Given problem. From the listing below, pull out every line that contains the string "carpet", treating uppercase and lowercase as different.

_ _ _ _ _ _ _

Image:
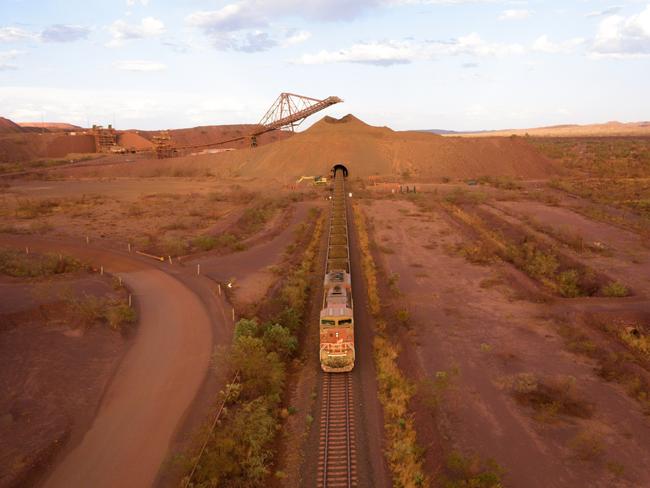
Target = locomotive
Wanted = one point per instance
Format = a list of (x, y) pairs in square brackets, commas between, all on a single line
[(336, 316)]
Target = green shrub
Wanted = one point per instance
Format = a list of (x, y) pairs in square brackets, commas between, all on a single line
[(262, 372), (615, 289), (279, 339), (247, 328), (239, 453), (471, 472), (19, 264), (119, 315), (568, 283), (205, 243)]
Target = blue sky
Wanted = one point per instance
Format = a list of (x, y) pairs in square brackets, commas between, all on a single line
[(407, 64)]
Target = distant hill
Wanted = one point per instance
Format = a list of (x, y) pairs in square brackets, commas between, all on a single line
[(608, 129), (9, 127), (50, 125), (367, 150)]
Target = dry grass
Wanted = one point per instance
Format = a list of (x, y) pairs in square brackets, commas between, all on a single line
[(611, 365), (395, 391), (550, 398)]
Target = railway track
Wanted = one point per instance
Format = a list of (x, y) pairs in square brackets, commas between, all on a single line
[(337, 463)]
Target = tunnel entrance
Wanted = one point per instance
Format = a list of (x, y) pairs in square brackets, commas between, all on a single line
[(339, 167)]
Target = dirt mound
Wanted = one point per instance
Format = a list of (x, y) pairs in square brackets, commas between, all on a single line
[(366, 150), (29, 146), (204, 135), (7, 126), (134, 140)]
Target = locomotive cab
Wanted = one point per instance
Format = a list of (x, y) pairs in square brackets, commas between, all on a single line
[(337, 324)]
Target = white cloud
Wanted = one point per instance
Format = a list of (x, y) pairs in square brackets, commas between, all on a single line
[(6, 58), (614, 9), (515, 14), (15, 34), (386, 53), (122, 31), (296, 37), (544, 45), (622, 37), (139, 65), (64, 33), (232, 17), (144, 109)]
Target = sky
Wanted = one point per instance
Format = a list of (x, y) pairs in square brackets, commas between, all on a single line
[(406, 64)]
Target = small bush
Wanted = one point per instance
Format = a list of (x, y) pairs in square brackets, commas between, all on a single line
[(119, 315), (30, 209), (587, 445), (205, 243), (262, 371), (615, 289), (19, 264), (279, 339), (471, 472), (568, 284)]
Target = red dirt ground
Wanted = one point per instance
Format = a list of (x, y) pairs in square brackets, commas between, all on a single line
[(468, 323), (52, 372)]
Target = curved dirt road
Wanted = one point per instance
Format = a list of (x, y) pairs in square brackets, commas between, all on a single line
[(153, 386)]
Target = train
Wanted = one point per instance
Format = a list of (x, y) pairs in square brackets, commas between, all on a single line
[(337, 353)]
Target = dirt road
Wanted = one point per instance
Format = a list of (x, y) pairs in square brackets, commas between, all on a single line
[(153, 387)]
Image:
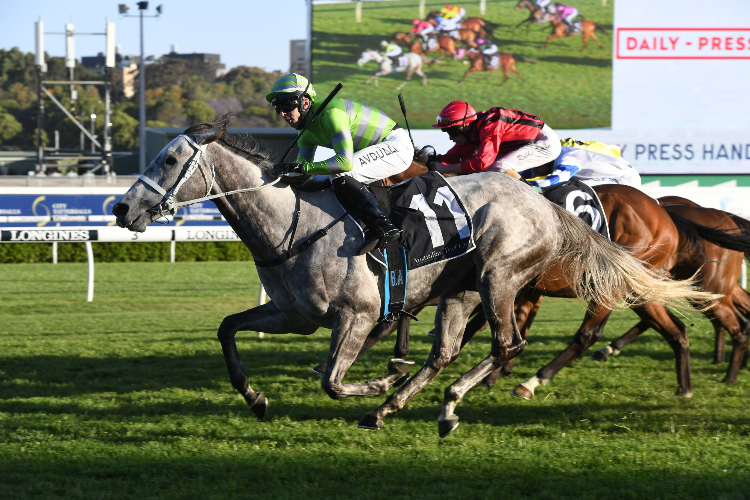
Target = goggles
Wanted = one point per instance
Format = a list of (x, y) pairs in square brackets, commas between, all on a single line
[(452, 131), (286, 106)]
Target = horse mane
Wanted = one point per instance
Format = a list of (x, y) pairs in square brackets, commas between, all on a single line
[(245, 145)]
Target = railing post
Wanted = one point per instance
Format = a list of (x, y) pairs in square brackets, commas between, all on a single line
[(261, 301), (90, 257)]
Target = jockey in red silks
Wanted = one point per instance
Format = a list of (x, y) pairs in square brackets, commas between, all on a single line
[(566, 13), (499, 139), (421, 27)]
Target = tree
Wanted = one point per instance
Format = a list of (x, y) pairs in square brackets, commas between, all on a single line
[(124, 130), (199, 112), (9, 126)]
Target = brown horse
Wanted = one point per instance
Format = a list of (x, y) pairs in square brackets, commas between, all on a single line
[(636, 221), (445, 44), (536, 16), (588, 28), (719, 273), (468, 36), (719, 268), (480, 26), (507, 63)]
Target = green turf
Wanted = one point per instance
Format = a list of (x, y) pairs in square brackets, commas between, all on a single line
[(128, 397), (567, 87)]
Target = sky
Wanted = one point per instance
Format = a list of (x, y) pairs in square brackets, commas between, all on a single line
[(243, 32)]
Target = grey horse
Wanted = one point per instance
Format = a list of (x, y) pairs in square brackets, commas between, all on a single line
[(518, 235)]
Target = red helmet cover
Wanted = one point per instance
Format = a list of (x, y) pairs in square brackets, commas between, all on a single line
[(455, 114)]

_ _ _ _ _ _ _

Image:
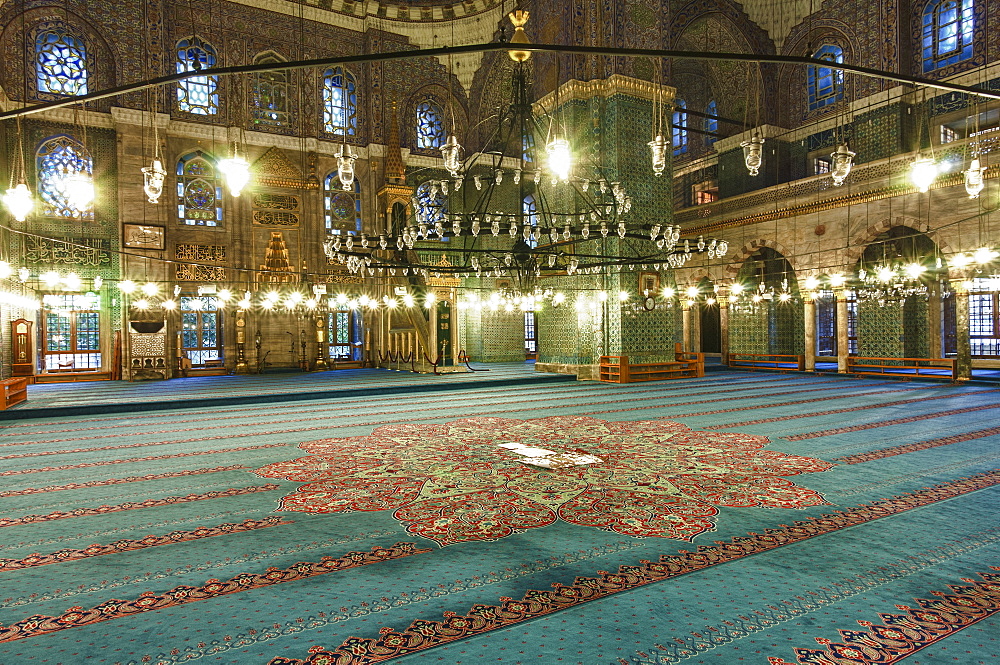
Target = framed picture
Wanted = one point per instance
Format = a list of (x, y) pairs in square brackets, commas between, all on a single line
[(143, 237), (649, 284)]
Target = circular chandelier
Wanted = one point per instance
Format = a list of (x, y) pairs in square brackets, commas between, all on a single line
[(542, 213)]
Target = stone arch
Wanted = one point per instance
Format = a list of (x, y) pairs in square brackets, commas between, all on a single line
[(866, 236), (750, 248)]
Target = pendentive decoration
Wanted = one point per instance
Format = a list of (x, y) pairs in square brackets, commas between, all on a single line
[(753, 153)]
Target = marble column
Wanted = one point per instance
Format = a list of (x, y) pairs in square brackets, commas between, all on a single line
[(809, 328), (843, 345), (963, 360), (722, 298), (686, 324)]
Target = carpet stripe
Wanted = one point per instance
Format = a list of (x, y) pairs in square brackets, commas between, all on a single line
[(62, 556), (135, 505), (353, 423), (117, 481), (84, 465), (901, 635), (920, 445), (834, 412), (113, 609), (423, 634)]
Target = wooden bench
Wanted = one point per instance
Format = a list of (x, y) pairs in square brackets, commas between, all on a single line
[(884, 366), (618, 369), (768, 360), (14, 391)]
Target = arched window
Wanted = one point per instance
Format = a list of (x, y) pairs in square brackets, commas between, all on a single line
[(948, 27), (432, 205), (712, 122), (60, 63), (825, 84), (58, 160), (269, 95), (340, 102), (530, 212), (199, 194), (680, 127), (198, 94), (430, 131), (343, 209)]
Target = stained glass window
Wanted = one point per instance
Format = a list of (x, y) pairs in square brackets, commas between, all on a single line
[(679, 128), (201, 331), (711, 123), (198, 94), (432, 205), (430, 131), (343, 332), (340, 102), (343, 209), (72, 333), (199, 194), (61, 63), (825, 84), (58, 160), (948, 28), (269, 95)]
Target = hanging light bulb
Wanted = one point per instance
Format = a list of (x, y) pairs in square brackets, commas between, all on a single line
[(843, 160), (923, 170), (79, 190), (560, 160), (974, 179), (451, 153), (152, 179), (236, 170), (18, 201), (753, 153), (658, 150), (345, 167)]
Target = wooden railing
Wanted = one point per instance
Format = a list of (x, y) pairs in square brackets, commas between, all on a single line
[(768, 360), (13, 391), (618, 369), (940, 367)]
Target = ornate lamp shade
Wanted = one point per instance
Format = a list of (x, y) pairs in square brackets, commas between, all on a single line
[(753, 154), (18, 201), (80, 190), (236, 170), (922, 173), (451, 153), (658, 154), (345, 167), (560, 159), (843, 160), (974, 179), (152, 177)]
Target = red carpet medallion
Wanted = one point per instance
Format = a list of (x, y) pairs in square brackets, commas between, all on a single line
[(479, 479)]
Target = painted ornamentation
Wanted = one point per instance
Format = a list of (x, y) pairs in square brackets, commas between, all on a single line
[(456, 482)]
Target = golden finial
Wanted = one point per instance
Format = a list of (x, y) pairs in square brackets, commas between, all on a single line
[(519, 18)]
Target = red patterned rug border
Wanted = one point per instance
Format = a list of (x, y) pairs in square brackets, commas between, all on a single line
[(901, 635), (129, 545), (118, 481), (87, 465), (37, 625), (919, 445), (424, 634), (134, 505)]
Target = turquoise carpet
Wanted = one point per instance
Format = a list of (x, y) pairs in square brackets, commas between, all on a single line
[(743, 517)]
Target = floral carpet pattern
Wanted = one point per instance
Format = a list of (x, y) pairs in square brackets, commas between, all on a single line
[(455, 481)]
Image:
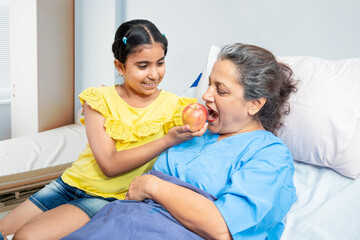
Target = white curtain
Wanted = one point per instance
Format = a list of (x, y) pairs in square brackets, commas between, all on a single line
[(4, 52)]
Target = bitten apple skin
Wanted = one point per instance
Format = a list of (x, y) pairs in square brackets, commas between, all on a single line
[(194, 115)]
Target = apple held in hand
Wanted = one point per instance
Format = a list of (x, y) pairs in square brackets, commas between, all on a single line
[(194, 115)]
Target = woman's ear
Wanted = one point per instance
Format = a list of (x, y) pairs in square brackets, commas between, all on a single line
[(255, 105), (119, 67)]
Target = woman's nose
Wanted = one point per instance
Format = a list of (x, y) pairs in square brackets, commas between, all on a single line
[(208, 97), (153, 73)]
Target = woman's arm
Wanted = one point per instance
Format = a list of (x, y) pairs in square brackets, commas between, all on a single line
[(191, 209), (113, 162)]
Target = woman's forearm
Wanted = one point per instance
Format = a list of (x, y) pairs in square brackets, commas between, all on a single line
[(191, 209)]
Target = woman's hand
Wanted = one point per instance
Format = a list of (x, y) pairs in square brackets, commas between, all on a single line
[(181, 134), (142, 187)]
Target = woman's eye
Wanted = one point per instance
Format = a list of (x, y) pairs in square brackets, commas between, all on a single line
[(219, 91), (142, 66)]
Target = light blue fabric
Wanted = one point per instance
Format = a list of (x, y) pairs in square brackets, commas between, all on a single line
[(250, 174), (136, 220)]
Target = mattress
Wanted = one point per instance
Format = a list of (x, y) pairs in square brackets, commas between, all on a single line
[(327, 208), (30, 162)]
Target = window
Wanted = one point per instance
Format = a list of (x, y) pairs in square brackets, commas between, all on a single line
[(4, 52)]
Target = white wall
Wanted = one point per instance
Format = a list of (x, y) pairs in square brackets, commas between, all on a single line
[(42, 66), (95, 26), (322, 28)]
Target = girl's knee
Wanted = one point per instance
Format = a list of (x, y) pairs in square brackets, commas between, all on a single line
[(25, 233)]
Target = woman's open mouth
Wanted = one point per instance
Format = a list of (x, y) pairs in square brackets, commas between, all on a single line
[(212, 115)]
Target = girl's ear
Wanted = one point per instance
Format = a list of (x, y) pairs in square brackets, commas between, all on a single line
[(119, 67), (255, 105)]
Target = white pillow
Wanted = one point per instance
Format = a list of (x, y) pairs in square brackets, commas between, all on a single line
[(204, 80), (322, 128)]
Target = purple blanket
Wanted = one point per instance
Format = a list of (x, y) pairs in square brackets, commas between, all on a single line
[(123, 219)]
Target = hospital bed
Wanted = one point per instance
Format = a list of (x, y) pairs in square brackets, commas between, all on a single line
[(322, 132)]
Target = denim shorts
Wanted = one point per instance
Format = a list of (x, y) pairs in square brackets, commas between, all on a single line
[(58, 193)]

_ _ _ _ _ _ _

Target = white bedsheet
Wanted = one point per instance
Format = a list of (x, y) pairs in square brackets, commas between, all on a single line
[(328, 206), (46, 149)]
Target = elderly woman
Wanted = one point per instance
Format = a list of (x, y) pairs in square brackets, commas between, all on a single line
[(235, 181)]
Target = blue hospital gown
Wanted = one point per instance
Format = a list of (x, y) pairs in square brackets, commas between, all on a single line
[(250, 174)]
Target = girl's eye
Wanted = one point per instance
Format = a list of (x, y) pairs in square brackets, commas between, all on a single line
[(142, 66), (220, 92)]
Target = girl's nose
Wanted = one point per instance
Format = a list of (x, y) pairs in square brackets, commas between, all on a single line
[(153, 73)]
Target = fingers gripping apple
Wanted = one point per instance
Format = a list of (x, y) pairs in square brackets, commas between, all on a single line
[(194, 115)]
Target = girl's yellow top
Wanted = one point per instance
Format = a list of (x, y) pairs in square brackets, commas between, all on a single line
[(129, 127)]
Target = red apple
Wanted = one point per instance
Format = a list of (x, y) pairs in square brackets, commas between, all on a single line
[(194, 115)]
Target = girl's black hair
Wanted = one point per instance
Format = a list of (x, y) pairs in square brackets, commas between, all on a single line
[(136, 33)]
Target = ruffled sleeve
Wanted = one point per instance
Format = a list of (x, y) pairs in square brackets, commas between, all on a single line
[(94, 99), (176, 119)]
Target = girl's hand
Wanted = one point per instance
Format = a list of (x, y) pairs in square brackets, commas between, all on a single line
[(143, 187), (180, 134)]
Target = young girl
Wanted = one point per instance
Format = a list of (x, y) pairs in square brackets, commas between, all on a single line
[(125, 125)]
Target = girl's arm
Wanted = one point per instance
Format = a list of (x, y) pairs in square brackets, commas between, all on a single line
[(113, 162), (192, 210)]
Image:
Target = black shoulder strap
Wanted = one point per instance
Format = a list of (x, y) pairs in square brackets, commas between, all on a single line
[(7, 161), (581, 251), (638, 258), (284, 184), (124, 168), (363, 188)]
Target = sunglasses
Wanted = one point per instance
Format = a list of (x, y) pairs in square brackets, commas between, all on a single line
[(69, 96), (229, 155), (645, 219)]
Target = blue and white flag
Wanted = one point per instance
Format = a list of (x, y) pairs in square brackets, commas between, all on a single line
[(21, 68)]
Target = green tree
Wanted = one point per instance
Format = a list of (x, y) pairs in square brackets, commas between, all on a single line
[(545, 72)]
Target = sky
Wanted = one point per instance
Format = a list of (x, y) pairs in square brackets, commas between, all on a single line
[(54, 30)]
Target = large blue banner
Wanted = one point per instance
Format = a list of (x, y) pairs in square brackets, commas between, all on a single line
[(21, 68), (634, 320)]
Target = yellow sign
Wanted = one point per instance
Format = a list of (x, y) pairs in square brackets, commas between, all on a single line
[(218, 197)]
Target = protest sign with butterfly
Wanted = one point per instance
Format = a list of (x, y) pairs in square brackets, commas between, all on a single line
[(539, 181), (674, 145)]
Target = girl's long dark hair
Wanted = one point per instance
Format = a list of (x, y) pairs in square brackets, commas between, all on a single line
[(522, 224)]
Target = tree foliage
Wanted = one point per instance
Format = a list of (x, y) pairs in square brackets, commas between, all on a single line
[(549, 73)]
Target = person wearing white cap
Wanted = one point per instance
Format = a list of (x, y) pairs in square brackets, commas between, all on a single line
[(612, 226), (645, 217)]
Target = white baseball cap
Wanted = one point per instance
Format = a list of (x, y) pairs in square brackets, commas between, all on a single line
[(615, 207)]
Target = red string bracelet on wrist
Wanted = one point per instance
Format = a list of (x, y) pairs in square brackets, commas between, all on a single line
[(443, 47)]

_ _ _ _ _ _ _

Result.
Target = carpet stripe
Target = red carpet medallion
Target = turquoise carpet
Target = floral carpet pattern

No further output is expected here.